(Extracted data entries)
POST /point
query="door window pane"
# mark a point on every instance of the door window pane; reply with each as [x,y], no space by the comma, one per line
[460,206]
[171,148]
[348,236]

## Task objective
Could you repeat the rows above line for line?

## Solution below
POST /point
query="door window pane"
# mark a point on every instance of the door window pane; reply with each as [x,y], no space by the comma, one per line
[460,206]
[171,148]
[348,236]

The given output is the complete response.